## Task brief
Transcribe the listing below word for word.

## Records supplied

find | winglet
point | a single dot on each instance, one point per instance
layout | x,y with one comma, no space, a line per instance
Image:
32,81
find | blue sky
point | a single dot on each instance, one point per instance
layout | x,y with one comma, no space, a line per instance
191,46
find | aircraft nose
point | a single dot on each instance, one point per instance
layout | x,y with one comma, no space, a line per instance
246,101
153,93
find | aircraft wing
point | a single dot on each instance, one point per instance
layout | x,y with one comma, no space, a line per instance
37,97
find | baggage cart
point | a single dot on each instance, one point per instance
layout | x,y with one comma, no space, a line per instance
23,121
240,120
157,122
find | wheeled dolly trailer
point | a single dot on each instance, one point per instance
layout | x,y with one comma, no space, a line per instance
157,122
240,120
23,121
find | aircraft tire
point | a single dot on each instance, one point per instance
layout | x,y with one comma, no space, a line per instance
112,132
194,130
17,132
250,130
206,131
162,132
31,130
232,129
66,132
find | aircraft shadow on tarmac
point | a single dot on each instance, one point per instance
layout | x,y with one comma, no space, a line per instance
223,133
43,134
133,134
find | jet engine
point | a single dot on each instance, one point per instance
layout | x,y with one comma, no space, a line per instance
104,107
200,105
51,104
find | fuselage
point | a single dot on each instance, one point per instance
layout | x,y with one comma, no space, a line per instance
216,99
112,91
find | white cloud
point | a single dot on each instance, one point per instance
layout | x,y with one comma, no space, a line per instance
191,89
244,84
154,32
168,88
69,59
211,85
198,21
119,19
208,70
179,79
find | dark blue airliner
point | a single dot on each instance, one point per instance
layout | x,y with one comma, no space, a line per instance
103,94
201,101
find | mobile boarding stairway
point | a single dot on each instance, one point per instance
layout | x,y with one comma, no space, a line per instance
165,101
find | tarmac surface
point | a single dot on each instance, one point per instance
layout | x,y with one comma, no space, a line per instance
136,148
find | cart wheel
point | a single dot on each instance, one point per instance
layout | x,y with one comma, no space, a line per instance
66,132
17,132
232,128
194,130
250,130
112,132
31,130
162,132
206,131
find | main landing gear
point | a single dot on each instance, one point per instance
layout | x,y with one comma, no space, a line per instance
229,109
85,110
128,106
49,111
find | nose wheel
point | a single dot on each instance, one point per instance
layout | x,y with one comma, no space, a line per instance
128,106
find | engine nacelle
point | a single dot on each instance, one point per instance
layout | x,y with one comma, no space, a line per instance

## Response to this task
find | winglet
point | a single dot on each instance, one point per instance
layout | x,y with one comma, no space, a line per instance
Image:
32,81
find | blue sky
point | a single dot on each instance, one point per instance
layout | x,y with one comma, no space, a line per instance
191,46
find | aircraft nose
point | a single dot on each instance, one point per instance
layout | x,y with one comma, no space, a line per instance
246,101
153,93
find | aircraft wing
point | a single dot on each instance, one point per instance
layout | x,y with one comma, no space, a line per instance
37,97
find | baggage cart
point | a single dot on each instance, one point per instance
layout | x,y with one comma, no space, a line per instance
23,121
240,120
157,122
find | wheeled dolly trailer
point | a single dot on each instance, one point per instance
layout | x,y with one comma, no space, a line per instance
157,122
240,120
23,121
find | aircraft tire
point | a single dot on each instance, one point per instance
layout | x,y with one comma, no space, a line per instance
112,132
194,130
17,132
250,130
206,131
162,132
31,130
232,129
66,132
find | aircraft shadow on tarmac
point | a single dot on each instance, one point per instance
layout | x,y with one comma, no space, a line per instance
223,133
43,134
133,134
find | jet engine
point | a single dot on each instance, one point per instance
layout | x,y with one comma, no space, a line per instance
104,107
200,105
51,104
find | fuselage
point | a single dot on each instance, one point per instance
layout | x,y with one comma, no space, a line per instance
216,99
112,91
find | white cloud
point | a single dot on each instance, one point per instance
layout | x,y with one comma, no space, a line per instance
191,89
244,84
154,32
168,88
69,59
211,85
198,21
119,19
208,70
179,79
find | dark blue airliner
point | a single dot on each instance, one point per instance
layout | x,y with one comma, no space, a line per instance
103,94
201,101
find | mobile boarding stairway
point | a single dot on each instance, one point per instance
layout | x,y with one comma, no space, a line per instance
165,101
find | tarmac surface
point | a single dot on each instance, one point per instance
layout | x,y with one comma, no space, a line per instance
136,148
find | cart wheel
point | a single dot on each instance, one point per instance
layout | x,y with one comma, no space, a line per instance
66,132
17,132
232,128
194,130
250,130
112,132
31,130
162,132
206,131
find | main landing gear
point | a single dot on each instance, one point per instance
layout | x,y with one comma, no space, a line per instance
229,109
85,110
128,106
49,111
find | nose wheel
point | a single dot on each instance, one point per instance
layout | x,y with one comma, no space, a line per instance
128,106
find | engine nacelle
point | a single dot on each instance, one point per instance
layout | x,y with one comma, no space, a line per instance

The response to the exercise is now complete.